- [DIRECTIVE 1] Count the lines in the listing below that contain the word "door", and reply with only that number.

- [PROVIDED PASSAGE]
++++

I had a conversation with my cousin the other day about how I’d been working on introspection and trying to obtain a view of how I am perceived so that I can better interact with people.  She let me talk about how I often think of myself as a mouse and how I feel insulated from those around me, in many instances invisible with no real impact.  She let me talk for a good while, then she made me mac and cheese.

‘Of course you have an impact on people,’ she said, ‘don’t you realize that?’

Well, no.

That is the issue.

So, until i can get over this feeling lonely phase, I’m seeking to create connections.  Unfortunately, I find myself stumped by the following:

1. Where do you find other crazy people to fit into the crazy world around you?

2. When you find these people, how do you stop yourself from saying stupid things and alienating possible friendships?

3. How do you stop yourself from pushing others away because the sun is shining on the other side of the earth right now?

4. Why does this conversation even have to take place, maybe I should go crochet something, destroy Azathoth and get back to introspection?

My cousin had me take a test which told me I was an ISTP.  Introvert?  Me?

The other day there was a girl (about my age, and therefore not really a girl) in the parent section of martial arts.  She was wearing glasses, crocheting and waxing lyric about the revamped Dr Who.  I tried not to eavesdrop more than was polite as I do try to engage in socially acceptable behavior at least some of the time.  I did catch her eye unintentionally at one point and she might have understood the ‘I get what you’re talking about’ look that I gave her, or she may have just thought I was a creep.  In any case, I was encouraged that there were others out there.  Needless to say, I did not start a conversation or further try to connect in any way.

I need to get myself back to work, five days of sleep and social word gaming is playing on my mind.

Aargh.

xb.

I had no rollerskates, basements or Neil Diamond and he couldn’t stop running crazy

‘I am going to be 5 until I’m 6.’ – The 5 year old stating the obvious.

I would like to tell you a story of woe.  Woe…is such a stupid sounding word.  It looks even stupider.  A three letter four letter word.  Sorrow, burden, quiet despair, etc…those are words you can sink your woe into.

Yet here I am…presenting a tale of woe.  Trying not to think that if you change one letter you get ‘toe’ and if you change that letter back and change it again you can have ‘soe’ and then if you cut and paste the woe at the blinking cursor and change another different letter you get ‘wot’.  This would give you ‘soe wot’.  (‘So what’ for my phonetically challenged or less child-minded readers.)

So what?

++++

- [MATERIAL PROVIDED]
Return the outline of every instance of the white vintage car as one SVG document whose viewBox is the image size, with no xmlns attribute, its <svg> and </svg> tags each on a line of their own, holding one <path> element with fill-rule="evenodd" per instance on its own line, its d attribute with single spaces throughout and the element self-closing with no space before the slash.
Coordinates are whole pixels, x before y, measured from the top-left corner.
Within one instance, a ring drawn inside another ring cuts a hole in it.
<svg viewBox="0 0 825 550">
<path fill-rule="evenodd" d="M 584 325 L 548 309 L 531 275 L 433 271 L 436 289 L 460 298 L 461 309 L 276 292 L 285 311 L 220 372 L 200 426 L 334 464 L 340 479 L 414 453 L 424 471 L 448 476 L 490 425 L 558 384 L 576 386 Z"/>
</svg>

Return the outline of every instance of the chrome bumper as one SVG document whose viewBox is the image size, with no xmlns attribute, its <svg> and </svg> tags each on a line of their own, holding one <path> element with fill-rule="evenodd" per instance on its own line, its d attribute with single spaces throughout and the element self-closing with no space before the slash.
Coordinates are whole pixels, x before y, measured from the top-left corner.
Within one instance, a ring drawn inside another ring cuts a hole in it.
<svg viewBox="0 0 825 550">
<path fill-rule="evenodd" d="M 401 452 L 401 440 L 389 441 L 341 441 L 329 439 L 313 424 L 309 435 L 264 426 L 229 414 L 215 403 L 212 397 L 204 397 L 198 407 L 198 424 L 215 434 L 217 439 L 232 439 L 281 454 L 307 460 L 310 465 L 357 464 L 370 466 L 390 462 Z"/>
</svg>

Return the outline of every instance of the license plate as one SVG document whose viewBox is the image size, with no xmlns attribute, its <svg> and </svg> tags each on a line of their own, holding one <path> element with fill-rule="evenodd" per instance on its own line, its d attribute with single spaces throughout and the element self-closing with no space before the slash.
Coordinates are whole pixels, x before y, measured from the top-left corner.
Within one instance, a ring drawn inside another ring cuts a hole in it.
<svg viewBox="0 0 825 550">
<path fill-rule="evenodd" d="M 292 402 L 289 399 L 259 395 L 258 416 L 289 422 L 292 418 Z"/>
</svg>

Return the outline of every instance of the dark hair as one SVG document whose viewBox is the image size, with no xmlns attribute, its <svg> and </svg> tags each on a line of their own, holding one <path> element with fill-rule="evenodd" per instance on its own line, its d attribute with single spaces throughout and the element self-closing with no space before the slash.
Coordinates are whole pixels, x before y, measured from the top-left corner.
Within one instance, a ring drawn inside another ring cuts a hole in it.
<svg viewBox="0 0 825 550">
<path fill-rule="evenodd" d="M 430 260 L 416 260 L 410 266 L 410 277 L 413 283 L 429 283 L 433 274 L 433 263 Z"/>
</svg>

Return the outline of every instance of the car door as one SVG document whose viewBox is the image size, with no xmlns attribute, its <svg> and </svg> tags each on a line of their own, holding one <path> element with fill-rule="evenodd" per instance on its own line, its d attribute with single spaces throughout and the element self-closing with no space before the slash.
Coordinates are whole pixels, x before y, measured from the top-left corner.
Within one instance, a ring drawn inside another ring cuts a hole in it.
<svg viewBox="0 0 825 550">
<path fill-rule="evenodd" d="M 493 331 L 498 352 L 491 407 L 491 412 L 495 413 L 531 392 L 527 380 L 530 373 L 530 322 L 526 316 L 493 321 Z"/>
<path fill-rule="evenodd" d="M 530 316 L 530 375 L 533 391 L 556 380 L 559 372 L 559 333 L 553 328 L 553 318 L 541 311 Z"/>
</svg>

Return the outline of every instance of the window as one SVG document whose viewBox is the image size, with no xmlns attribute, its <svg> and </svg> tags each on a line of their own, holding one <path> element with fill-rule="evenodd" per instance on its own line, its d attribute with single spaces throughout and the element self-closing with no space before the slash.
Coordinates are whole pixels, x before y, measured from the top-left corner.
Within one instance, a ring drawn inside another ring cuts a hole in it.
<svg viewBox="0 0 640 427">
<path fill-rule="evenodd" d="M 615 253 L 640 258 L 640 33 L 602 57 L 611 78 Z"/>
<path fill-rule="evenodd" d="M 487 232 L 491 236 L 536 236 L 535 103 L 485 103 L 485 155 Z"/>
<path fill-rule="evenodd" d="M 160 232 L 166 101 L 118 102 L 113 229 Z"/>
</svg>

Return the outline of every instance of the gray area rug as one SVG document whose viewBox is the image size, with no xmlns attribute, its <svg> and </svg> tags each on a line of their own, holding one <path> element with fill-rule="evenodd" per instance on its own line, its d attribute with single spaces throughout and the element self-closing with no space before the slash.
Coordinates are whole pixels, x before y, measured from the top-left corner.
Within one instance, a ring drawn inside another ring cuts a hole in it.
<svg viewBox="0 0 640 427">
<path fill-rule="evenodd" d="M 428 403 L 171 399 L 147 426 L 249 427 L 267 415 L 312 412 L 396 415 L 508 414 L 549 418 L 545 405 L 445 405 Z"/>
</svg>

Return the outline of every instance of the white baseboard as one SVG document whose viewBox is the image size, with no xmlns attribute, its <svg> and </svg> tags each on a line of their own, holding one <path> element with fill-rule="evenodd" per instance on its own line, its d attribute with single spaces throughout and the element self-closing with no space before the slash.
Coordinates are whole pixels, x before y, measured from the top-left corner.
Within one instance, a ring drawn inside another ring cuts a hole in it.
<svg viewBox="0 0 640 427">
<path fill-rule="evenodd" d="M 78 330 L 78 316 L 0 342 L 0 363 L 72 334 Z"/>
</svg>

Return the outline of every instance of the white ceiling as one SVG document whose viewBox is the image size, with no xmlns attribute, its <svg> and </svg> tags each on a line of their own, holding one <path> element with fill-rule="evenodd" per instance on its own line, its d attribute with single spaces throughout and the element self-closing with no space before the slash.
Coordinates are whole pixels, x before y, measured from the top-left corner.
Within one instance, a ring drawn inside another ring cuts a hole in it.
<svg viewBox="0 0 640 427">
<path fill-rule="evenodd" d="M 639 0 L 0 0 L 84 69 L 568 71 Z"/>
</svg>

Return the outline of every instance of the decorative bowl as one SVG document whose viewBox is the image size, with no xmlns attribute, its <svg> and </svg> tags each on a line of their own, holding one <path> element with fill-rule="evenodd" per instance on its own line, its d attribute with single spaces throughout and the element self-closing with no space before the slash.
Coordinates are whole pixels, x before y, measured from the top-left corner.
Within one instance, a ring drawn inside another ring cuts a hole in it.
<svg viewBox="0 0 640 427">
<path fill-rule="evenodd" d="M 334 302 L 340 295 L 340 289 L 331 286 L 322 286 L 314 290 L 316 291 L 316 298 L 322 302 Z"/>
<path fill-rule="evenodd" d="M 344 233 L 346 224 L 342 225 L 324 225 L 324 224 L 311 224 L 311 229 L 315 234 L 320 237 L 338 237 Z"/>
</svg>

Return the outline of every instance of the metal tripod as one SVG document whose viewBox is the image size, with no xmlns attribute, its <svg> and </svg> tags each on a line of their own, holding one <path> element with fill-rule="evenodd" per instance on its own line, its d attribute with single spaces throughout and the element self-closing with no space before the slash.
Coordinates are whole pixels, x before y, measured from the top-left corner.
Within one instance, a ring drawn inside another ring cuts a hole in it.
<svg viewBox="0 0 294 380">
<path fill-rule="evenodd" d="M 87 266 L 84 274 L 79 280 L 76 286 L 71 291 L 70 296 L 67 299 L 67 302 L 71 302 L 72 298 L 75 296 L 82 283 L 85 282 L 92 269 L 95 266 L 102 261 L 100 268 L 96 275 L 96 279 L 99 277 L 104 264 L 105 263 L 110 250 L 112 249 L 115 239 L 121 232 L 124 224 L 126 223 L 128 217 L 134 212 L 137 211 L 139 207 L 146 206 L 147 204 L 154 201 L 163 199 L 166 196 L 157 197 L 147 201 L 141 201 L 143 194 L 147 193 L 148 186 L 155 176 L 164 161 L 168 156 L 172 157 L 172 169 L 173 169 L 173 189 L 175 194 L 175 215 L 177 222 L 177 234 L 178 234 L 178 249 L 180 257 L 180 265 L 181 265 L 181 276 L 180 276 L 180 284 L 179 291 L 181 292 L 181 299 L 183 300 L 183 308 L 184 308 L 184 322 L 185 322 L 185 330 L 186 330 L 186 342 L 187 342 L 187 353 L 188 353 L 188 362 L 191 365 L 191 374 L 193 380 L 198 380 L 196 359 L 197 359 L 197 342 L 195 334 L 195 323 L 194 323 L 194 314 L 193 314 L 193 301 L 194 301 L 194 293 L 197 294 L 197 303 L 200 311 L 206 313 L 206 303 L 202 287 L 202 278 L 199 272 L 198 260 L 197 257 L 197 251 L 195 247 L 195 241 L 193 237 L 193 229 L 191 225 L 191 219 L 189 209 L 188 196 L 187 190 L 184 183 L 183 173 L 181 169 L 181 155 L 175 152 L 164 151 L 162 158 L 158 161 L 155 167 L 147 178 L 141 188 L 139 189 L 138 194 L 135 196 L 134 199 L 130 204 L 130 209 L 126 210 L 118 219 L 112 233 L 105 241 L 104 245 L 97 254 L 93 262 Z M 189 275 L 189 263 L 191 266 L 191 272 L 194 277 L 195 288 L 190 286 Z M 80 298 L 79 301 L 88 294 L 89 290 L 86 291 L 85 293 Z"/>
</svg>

++++

- [DIRECTIVE 2] List every word the passage forms from "woe" by changing a single letter.

- [WRITTEN ANSWER 1] 1

- [WRITTEN ANSWER 2] toe, soe, wot